### What to do
Tally how many lines in the entries below contain the word "mark", with case counting. Reply with the number only.

(Image boundary annotation data)
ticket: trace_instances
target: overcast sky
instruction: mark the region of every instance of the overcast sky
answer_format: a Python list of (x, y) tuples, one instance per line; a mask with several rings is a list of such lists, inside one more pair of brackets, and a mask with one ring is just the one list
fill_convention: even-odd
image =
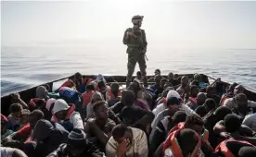
[(256, 2), (1, 2), (2, 45), (122, 44), (134, 15), (155, 46), (256, 48)]

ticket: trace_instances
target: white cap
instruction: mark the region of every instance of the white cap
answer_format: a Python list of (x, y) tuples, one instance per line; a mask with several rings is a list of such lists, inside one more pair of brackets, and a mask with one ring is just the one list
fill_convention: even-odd
[(59, 111), (68, 110), (70, 106), (63, 99), (58, 99), (55, 102), (53, 113), (56, 114)]
[(176, 97), (177, 99), (181, 99), (180, 94), (179, 94), (177, 91), (175, 91), (174, 90), (171, 90), (171, 91), (168, 92), (166, 98), (169, 99), (169, 98), (172, 98), (172, 97)]

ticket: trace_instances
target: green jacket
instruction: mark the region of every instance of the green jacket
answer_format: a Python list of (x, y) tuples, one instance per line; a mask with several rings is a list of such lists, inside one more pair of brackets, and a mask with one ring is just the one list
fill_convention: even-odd
[[(134, 32), (135, 37), (127, 37), (127, 32)], [(141, 47), (142, 49), (147, 49), (147, 42), (146, 39), (146, 33), (144, 30), (129, 28), (124, 31), (123, 44), (128, 47)]]

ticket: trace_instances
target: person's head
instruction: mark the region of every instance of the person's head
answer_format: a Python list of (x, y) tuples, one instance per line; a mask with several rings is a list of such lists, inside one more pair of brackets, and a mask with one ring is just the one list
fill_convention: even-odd
[(100, 101), (93, 105), (93, 110), (96, 119), (98, 120), (108, 120), (109, 118), (109, 109), (108, 103), (105, 101)]
[(242, 85), (237, 85), (235, 87), (234, 90), (234, 95), (237, 95), (238, 93), (244, 93), (245, 92), (245, 88)]
[(90, 84), (88, 84), (87, 86), (86, 86), (86, 91), (95, 91), (96, 89), (95, 89), (95, 86), (94, 86), (94, 84), (93, 83), (90, 83)]
[[(168, 82), (168, 79), (166, 79), (166, 78), (161, 78), (161, 79), (160, 79), (160, 87), (163, 88), (163, 87), (164, 87), (164, 84), (165, 84), (166, 82)], [(169, 83), (169, 82), (168, 82), (168, 83)]]
[(122, 124), (119, 124), (113, 127), (112, 136), (119, 144), (124, 140), (130, 140), (130, 143), (132, 143), (132, 132)]
[(200, 116), (197, 115), (191, 115), (186, 116), (185, 127), (193, 129), (198, 134), (201, 135), (204, 132), (204, 122)]
[(240, 148), (238, 151), (238, 157), (255, 157), (256, 147), (245, 146)]
[(190, 156), (199, 142), (199, 138), (197, 132), (189, 128), (182, 129), (178, 133), (176, 139), (183, 156)]
[(32, 139), (37, 142), (37, 144), (44, 144), (53, 132), (54, 126), (52, 123), (45, 119), (40, 119), (34, 126)]
[(41, 110), (33, 110), (28, 118), (31, 127), (33, 128), (37, 121), (44, 119), (44, 113)]
[(63, 99), (58, 99), (55, 102), (52, 111), (57, 119), (65, 120), (69, 109), (69, 104)]
[(232, 114), (232, 112), (226, 106), (220, 106), (213, 113), (213, 115), (215, 115), (217, 121), (224, 120), (225, 115), (227, 115), (228, 114)]
[(237, 83), (232, 83), (231, 85), (229, 85), (226, 88), (226, 92), (229, 93), (230, 95), (233, 95), (234, 90), (235, 90), (236, 86), (237, 86), (237, 85), (238, 85)]
[(136, 76), (137, 76), (138, 79), (141, 79), (141, 72), (140, 71), (137, 71)]
[(155, 70), (155, 76), (157, 76), (157, 75), (160, 75), (160, 69)]
[(28, 119), (29, 119), (29, 115), (30, 115), (31, 112), (28, 109), (22, 109), (21, 110), (21, 115), (20, 115), (20, 123), (21, 124), (27, 124), (28, 123)]
[(190, 83), (191, 86), (195, 85), (195, 86), (199, 86), (199, 81), (198, 80), (193, 80), (191, 83)]
[(235, 114), (225, 115), (224, 121), (226, 132), (235, 133), (241, 127), (241, 119)]
[(73, 157), (80, 156), (86, 151), (87, 144), (86, 134), (81, 129), (74, 128), (68, 136), (67, 151)]
[(47, 100), (45, 108), (49, 111), (49, 113), (52, 113), (55, 103), (56, 103), (56, 99), (54, 98)]
[(111, 83), (110, 88), (112, 93), (114, 93), (117, 96), (120, 88), (119, 84), (117, 82)]
[(21, 111), (22, 111), (22, 105), (20, 103), (13, 103), (10, 106), (10, 113), (11, 115), (16, 117), (19, 118), (21, 115)]
[(161, 96), (162, 96), (163, 98), (166, 98), (169, 91), (170, 91), (170, 89), (164, 90), (164, 91), (162, 91), (162, 93), (161, 93)]
[(173, 90), (171, 90), (166, 97), (166, 105), (167, 107), (172, 109), (177, 109), (180, 107), (182, 99), (179, 93)]
[(181, 78), (181, 84), (183, 86), (186, 86), (188, 84), (188, 77), (187, 76), (183, 76)]
[(99, 82), (97, 82), (97, 87), (98, 87), (101, 91), (106, 90), (106, 84), (105, 84), (104, 80), (100, 80)]
[(104, 98), (102, 97), (102, 94), (100, 92), (96, 91), (91, 98), (91, 103), (94, 104), (99, 101), (104, 101)]
[(160, 79), (161, 79), (161, 77), (160, 75), (155, 76), (155, 82), (157, 84), (160, 84)]
[(201, 80), (201, 76), (200, 76), (200, 74), (195, 74), (195, 75), (194, 75), (194, 79), (195, 79), (195, 80), (198, 80), (198, 81), (200, 81), (200, 80)]
[(37, 108), (45, 108), (45, 100), (41, 98), (33, 98), (31, 99), (30, 103), (28, 103), (30, 110), (34, 110)]
[(47, 99), (48, 91), (45, 86), (38, 86), (35, 90), (36, 98)]
[(203, 117), (204, 115), (206, 115), (207, 112), (205, 110), (204, 106), (198, 106), (195, 109), (195, 112), (200, 116)]
[(192, 85), (192, 86), (190, 87), (190, 96), (191, 96), (191, 97), (193, 97), (193, 98), (197, 97), (198, 94), (198, 92), (199, 92), (199, 89), (198, 89), (198, 86)]
[(206, 88), (206, 93), (208, 97), (211, 97), (211, 98), (213, 97), (214, 92), (215, 92), (215, 89), (213, 87), (208, 86)]
[(238, 93), (235, 95), (234, 101), (237, 103), (238, 108), (247, 108), (248, 107), (248, 99), (246, 94)]
[(173, 73), (170, 72), (170, 73), (168, 74), (168, 79), (169, 79), (169, 80), (172, 80), (172, 79), (173, 79), (173, 78), (174, 78)]
[(205, 103), (205, 100), (207, 99), (204, 92), (199, 92), (197, 96), (197, 103), (198, 105), (202, 105)]
[(82, 80), (82, 74), (79, 73), (79, 72), (76, 72), (74, 74), (74, 78), (73, 78), (73, 80), (76, 82), (76, 81), (81, 81)]
[(184, 111), (177, 111), (172, 117), (173, 125), (177, 125), (180, 122), (185, 122), (186, 114)]
[(1, 134), (5, 134), (7, 130), (8, 119), (1, 114)]
[(177, 89), (176, 91), (179, 93), (179, 95), (183, 95), (183, 91), (181, 89)]
[(173, 85), (170, 82), (165, 82), (164, 85), (163, 85), (163, 89), (166, 90), (168, 88), (173, 88)]
[(126, 105), (126, 106), (131, 106), (134, 104), (135, 101), (135, 94), (133, 91), (131, 90), (124, 90), (122, 92), (122, 98), (121, 98), (121, 102)]
[(141, 27), (143, 18), (144, 18), (144, 16), (139, 16), (139, 15), (134, 16), (132, 18), (132, 22), (134, 26)]
[(216, 107), (216, 102), (214, 101), (214, 99), (208, 98), (204, 103), (204, 107), (207, 113), (211, 110), (214, 110)]

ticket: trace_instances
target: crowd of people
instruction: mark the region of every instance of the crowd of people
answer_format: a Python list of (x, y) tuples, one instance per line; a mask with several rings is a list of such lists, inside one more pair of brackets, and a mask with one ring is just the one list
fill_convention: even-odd
[(217, 79), (141, 73), (122, 88), (76, 73), (56, 91), (19, 93), (1, 114), (3, 157), (256, 157), (256, 103), (245, 88), (218, 92)]

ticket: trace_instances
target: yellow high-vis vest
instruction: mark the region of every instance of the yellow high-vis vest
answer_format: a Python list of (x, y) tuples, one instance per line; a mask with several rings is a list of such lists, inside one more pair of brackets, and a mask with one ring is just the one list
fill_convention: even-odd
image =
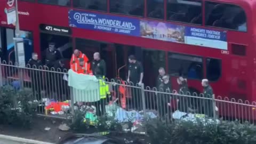
[(100, 83), (100, 99), (107, 98), (107, 94), (110, 94), (108, 85), (106, 84), (103, 80), (99, 79)]

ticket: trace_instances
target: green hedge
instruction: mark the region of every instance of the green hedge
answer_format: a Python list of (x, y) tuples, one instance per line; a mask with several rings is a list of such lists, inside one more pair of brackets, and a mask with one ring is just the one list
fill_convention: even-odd
[(7, 85), (0, 88), (0, 124), (29, 127), (37, 103), (29, 90), (14, 90)]
[(175, 121), (166, 124), (157, 120), (147, 123), (145, 128), (151, 143), (256, 143), (256, 127), (237, 121), (217, 123)]

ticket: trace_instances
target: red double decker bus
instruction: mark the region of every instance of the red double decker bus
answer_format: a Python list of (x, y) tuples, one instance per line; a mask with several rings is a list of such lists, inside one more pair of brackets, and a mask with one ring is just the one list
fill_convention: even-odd
[[(13, 47), (14, 27), (7, 25), (5, 10), (10, 1), (0, 1), (4, 53)], [(217, 95), (250, 101), (256, 100), (255, 7), (249, 0), (18, 1), (27, 55), (41, 54), (50, 41), (67, 59), (74, 49), (91, 60), (99, 51), (107, 76), (114, 78), (133, 54), (143, 63), (146, 85), (155, 86), (163, 67), (174, 89), (181, 75), (190, 91), (200, 92), (206, 78)], [(126, 71), (121, 70), (123, 79)]]

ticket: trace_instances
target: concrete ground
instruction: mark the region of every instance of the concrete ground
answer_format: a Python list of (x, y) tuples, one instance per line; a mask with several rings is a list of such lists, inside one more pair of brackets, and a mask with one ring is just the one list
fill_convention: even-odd
[(16, 142), (14, 141), (0, 139), (0, 144), (29, 144), (23, 142)]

### Result of this exercise
9